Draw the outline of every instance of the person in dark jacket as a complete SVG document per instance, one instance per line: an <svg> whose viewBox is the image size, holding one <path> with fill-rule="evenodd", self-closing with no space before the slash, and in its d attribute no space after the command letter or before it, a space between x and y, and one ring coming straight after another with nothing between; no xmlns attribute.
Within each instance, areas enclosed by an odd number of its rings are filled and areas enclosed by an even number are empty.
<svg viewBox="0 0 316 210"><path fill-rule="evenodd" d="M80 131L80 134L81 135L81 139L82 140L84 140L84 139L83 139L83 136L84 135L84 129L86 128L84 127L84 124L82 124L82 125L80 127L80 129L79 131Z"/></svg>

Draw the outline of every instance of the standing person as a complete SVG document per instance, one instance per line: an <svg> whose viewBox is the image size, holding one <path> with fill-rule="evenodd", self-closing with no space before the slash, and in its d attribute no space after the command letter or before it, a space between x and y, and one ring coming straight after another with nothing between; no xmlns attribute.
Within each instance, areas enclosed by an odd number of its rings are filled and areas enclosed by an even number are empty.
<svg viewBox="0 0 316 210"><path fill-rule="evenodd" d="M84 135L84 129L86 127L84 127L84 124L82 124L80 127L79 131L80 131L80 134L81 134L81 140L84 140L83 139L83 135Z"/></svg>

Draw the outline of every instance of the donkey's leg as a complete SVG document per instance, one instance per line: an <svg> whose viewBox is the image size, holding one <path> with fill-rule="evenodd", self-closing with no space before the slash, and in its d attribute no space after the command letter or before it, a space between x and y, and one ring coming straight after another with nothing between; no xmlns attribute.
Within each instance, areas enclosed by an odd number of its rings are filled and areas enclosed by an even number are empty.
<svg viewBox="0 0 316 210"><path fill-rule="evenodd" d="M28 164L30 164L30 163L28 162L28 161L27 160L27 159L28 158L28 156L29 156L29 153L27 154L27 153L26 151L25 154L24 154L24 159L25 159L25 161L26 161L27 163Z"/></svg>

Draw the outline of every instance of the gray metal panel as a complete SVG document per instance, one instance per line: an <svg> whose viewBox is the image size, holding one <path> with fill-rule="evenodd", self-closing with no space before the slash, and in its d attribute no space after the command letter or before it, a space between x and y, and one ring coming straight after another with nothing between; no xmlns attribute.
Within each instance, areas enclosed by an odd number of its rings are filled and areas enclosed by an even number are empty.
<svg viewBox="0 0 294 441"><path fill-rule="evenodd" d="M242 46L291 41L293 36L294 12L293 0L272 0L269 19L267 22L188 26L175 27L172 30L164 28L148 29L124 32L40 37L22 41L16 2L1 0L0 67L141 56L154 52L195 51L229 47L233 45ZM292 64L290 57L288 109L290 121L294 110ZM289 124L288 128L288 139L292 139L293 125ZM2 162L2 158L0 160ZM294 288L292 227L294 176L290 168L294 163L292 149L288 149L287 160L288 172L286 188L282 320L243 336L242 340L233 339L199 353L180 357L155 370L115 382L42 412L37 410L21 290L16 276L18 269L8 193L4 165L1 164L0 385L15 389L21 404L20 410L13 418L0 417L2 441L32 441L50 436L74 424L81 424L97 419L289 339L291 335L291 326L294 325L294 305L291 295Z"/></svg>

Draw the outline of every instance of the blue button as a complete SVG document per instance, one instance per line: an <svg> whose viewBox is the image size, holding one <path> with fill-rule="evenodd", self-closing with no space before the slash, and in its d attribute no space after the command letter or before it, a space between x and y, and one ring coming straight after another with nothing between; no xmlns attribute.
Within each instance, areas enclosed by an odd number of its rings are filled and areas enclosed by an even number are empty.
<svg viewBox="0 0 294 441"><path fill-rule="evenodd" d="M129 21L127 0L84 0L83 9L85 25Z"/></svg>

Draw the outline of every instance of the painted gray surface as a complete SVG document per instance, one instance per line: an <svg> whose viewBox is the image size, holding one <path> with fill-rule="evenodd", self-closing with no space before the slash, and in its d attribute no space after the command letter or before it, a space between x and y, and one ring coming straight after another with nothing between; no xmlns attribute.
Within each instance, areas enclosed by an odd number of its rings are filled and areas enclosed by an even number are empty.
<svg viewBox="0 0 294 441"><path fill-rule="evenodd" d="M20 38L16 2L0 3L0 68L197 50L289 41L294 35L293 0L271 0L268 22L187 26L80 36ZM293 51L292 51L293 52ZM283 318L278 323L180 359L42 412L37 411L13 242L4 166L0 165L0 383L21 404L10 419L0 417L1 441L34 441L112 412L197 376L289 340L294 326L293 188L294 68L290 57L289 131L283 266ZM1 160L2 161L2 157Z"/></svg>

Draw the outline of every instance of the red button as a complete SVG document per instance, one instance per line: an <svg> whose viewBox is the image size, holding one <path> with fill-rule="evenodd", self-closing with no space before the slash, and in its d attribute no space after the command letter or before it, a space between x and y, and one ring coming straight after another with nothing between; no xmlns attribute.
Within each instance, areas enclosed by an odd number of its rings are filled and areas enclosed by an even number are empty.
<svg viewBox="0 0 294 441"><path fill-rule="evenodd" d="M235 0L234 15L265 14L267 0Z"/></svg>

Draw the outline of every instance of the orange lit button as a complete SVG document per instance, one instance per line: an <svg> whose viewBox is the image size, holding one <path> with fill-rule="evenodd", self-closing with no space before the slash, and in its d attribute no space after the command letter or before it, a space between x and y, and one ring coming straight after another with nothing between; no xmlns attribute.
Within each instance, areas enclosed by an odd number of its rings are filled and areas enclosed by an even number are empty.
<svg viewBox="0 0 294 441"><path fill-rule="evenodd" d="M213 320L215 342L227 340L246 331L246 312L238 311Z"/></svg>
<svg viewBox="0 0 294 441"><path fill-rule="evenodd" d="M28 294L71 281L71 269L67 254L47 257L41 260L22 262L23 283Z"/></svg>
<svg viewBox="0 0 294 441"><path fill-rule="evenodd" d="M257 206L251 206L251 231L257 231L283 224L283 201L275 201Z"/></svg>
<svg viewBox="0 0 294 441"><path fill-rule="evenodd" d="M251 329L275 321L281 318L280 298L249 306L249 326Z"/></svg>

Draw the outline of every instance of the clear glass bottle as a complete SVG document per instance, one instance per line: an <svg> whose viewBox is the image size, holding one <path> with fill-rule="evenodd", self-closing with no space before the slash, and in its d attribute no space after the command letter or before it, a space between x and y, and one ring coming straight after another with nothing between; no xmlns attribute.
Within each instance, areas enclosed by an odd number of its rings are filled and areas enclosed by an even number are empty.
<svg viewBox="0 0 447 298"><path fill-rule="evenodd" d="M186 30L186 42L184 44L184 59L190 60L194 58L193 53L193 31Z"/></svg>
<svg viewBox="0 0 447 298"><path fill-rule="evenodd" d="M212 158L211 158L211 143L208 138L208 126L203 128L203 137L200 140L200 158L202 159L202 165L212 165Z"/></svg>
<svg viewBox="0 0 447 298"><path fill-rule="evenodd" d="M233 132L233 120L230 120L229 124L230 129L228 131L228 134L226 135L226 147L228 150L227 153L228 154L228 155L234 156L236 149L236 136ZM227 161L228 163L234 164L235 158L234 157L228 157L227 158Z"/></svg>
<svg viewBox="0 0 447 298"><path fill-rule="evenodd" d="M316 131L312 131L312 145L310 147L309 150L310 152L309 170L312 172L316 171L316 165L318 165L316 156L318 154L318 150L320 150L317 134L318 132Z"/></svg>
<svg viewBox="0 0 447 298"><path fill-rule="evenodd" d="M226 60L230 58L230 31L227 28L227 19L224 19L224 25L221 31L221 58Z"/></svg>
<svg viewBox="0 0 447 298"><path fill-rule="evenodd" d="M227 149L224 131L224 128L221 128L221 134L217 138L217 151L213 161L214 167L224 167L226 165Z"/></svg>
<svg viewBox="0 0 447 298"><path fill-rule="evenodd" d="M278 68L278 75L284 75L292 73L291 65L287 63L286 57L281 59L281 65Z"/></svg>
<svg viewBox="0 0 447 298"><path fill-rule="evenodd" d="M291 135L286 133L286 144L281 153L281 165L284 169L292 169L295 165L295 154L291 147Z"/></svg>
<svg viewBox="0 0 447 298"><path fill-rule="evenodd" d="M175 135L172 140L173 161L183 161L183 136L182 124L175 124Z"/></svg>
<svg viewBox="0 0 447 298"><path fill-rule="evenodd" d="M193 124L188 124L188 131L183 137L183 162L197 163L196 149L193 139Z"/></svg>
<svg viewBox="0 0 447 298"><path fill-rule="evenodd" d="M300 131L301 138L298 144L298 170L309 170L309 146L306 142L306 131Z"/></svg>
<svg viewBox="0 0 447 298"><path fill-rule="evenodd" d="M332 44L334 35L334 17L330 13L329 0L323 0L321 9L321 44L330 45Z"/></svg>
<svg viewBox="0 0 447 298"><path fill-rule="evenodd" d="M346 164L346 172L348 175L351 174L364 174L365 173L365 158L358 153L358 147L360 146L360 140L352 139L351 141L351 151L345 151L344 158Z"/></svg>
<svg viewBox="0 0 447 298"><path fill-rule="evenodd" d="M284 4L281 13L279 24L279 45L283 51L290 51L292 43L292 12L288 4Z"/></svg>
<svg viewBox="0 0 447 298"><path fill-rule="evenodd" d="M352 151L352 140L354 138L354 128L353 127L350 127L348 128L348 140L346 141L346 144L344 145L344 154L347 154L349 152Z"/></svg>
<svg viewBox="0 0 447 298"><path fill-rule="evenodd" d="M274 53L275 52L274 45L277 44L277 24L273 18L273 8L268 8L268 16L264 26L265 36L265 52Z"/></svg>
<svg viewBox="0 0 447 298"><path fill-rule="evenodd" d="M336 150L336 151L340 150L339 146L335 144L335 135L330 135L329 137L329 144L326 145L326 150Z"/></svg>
⁂
> **Problem description**:
Copy everything in the listing above from the line containing "Draw the outline of every instance of the blue" down to the line containing "21L127 0L84 0L83", substituting "navy button" for "blue button" and leaving everything else unchanged.

> **Output for this task**:
Draw the outline of every instance of the navy button as a complete SVG document per instance, one instance per line: an <svg> whose viewBox is the image size, holding one <path> with fill-rule="evenodd", self-closing with no space before the slash, and in its d attribute no space after the command letter or before it, a space between x and y, and one ring coming straight after another with nothing between; no xmlns attribute.
Within each instance, areas enclosed by an odd number of its rings are filled and areas enclosed by an even number are empty.
<svg viewBox="0 0 294 441"><path fill-rule="evenodd" d="M129 21L127 0L84 0L83 9L85 25Z"/></svg>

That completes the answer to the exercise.